(Material shown):
-- -- --

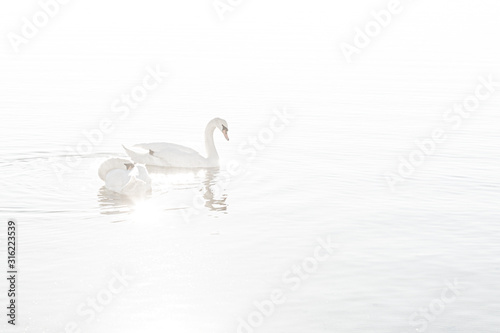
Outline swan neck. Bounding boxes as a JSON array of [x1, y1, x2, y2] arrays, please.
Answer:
[[205, 121, 219, 159]]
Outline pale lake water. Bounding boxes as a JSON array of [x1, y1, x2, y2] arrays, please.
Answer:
[[0, 3, 500, 333]]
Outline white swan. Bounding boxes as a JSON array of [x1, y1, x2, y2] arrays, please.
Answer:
[[123, 118, 229, 168], [98, 158, 151, 196]]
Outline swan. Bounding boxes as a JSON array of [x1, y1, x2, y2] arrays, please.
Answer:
[[123, 118, 229, 168], [98, 158, 151, 196]]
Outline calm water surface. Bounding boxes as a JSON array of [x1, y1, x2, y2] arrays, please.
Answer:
[[0, 57, 500, 333]]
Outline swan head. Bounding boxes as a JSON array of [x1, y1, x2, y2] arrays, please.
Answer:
[[212, 118, 229, 141]]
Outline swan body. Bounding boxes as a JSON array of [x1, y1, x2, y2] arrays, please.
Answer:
[[98, 158, 151, 196], [123, 118, 229, 168]]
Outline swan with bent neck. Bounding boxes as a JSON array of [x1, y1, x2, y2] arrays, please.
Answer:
[[123, 118, 229, 168]]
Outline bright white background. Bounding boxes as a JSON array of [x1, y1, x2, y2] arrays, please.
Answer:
[[0, 0, 500, 333]]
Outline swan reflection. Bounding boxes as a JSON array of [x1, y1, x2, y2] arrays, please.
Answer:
[[97, 166, 228, 221]]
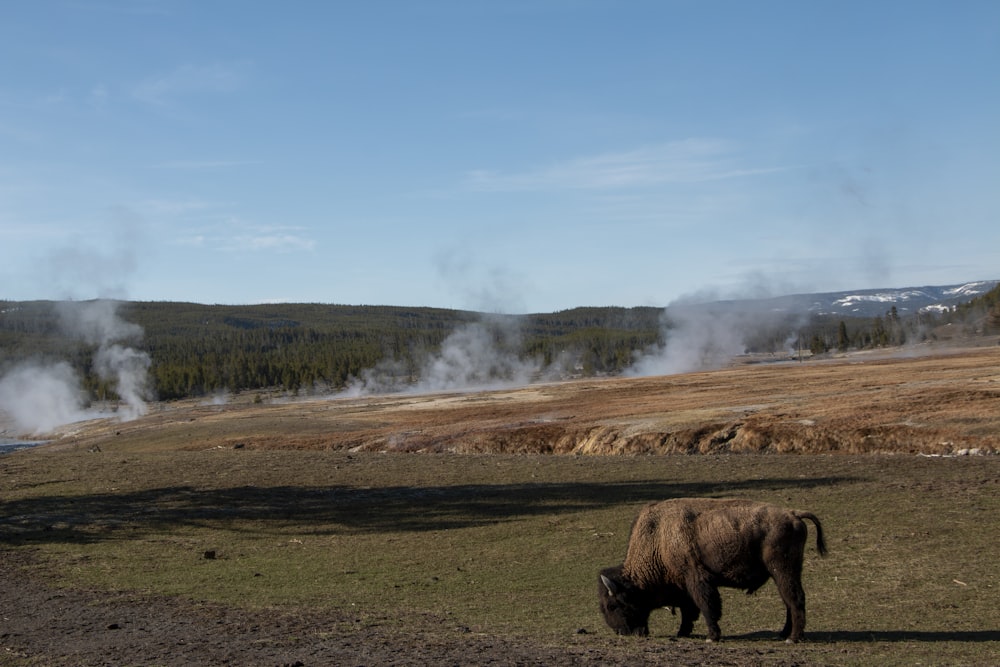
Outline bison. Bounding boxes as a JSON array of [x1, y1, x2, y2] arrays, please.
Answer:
[[598, 498, 826, 643]]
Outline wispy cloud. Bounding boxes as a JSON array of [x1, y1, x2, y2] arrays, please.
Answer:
[[132, 63, 246, 106], [468, 139, 785, 192], [173, 217, 316, 253], [225, 233, 316, 252]]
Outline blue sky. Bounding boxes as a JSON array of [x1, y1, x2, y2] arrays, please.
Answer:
[[0, 0, 1000, 312]]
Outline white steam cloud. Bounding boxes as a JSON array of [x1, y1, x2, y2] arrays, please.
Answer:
[[345, 317, 541, 396], [0, 300, 151, 435], [626, 307, 746, 376], [0, 361, 88, 435], [625, 296, 804, 376]]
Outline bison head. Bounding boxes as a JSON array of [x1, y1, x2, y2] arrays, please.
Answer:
[[597, 565, 652, 636]]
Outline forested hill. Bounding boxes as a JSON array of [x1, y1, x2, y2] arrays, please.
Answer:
[[0, 288, 1000, 399], [0, 301, 662, 399]]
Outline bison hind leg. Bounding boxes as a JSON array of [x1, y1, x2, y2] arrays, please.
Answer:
[[677, 602, 701, 637]]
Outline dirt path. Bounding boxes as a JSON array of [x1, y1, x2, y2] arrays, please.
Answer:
[[0, 551, 803, 667]]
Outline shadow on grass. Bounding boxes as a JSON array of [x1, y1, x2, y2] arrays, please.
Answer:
[[0, 477, 852, 544], [731, 630, 1000, 643]]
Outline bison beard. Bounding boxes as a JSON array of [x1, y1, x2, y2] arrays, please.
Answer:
[[598, 498, 826, 642]]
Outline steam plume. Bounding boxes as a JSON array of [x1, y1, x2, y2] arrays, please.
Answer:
[[0, 300, 151, 435], [0, 361, 88, 435], [346, 317, 540, 396]]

-- -- --

(Directions for this task): Update the records starting at the line that contains "Outline swan. Bounding" and ending after the line that contains "[[0, 57, 500, 333]]", replacing "calm" with "still" and leaving everything else unchanged.

(Reply):
Outline swan. Bounding boxes as a JSON array of [x1, y1, x2, y2] arrays, please.
Answer:
[[123, 118, 229, 168], [98, 158, 151, 196]]
Outline still water surface. Bounding boxes as a JSON array of [x1, y1, x2, y2] arrays, please.
Answer:
[[0, 57, 500, 333]]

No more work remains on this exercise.